:: LIST OF TASKS ::
**a.** In the summary of the novel Noggin, whose body is Travis's head attached to?
**b.** Using the Noggin summary, decide whether each statement agrees with it. Answer yes or no for each, quoting the words that decide it: (i) Travis had been ill with cancer of the lymph nodes. (ii) Cate is still single when Travis returns. (iii) Hatton was Travis's former best friend.
**c.** Reproduce everything in the Noggin summary from "Travis’ understanding of" down to "he cannot reclaim.".

====== GIVEN PASSAGE

Kasun
Noggin is a 2014 young adult science fiction novel by John Corey Whaley. Borrowing many tropes from the classic work
Frankenstein, it centers on the sudden reanimation of a dead teenager, postulating what the experience of a twentieth-first-century Frankenstein might be like. When he is cryogenically frozen in Denver, Colorado, Travis is decapitated and stuffed in a freezer for five years. Then, his head is discovered and attached to someone else’s body. Though time has passed in the physical world, Travis, still seeing the world as if he were sixteen, has to grapple with a world that has, in many ways, left him behind. Rather than fixate on the moral, scientific, or philosophical questions about human reanimation, the novel primarily considers what it might feel like to reintegrate into a world that has moved on in one’s absence.
The story begins by contextualizing Travis’s condition. Five years ago, he was on his deathbed, suffering from an untreatable form of cancer of the lymph nodes. He volunteered to participate in a medical experiment that was to remove his head, which was cancer-free, from the rest of his body, and freeze it until a new suitable body became available and advancements in medical technology enabled its reattachment. Five years later, a great candidate comes along: the body of Jeremy Pratt, a victim of aggressive brain cancer.
In the first scene, Travis wakes up from his head reattachment surgery. The novel proceeds day by day as he reintegrates into his life. The first thing he notices is that the technology people use in everyday life has already changed drastically. Also, his parents have erased all evidence of him from his house, including his bedroom, which looks as though anyone could have lived there. Travis’s friends have also grown up to become college-aged individuals, and they now live different lives all around the country. All of this change is extremely eerie to Travis, who feels as though he has just taken a short nap. In his mind, nothing is different than a few hours before, so he has to grapple with the fact that his body, friends, and family are suddenly not the same.
The biggest obstacle for Travis is making friends with an entirely new set of people and letting go of the old ones. He meets a clever, quirky friend named Hatton, while his old girlfriend, Cate, has already become engaged. His former best friend, Kyle, who had told Travis that he was gay as he lay dying, has now grown up and started dating girls. Travis, remembering his secret, believes that Kyle is still repressing his sexuality. He resolves to put effort into helping Kyle live a fuller life. Kyle resists initially, but soon has a breakdown and tells his girlfriend and family the truth about himself.
Inspired by convincing Kyle to come out to his peers and family, Travis redoubles his attempt to convince Cate that they can still have a chance together. He finds it difficult to shake the assumption that they can pick up where they left off. However, Cate tells him she is committed to her current partner, though she admits she still cares about Travis. When Travis refuses to back off, Cate grows angry and no longer reciprocates or invites signs of affection. Travis asks for her forgiveness for his mentality, explaining that to him, no time has passed, and he hasn’t had any time to grow out of his past feelings.
Travis’ understanding of a stable reality is undermined one final time by the realization that his parents have been divorced for years, and have stayed together merely in hopes that he would be someday revived. Instead of moving apart, they grieved together, holding onto a seemingly impossible dream. His parents’ struggle indicates that it is not only Travis who is stuck in the past. Travis and his parents reconcile with each other, and they begin to make headway into a future full of possibility.
As the novel concludes, Travis goes to the grave of Jeremy Pratt, the boy with terminal brain cancer who provided him with his body. He empties the ashes of his own former body into the grave, performing a symbolic substitution that releases the emotional ties of a past he now knows he cannot reclaim.
Noggin thus ends as Travis completes a full transformation between two ontological modes: one which fixates on the past, unable to let go of stale ties; and one which conceives of each new moment as an opportunity for experience and change.

============
====== DATASET

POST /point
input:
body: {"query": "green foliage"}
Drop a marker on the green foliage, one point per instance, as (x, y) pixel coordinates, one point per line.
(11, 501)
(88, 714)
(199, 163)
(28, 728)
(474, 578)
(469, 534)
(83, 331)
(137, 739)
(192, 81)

============

:: OUTPUTS IN ORDER ::
**a.** Jeremy Pratt's

**b.**
(i) Yes: "suffering from an untreatable form of cancer of the lymph nodes"
(ii) No: "his old girlfriend, Cate, has already become engaged"
(iii) No: "His former best friend, Kyle"

**c.**
Travis’ understanding of a stable reality is undermined one final time by the realization that his parents have been divorced for years, and have stayed together merely in hopes that he would be someday revived. Instead of moving apart, they grieved together, holding onto a seemingly impossible dream. His parents’ struggle indicates that it is not only Travis who is stuck in the past. Travis and his parents reconcile with each other, and they begin to make headway into a future full of possibility.
As the novel concludes, Travis goes to the grave of Jeremy Pratt, the boy with terminal brain cancer who provided him with his body. He empties the ashes of his own former body into the grave, performing a symbolic substitution that releases the emotional ties of a past he now knows he cannot reclaim.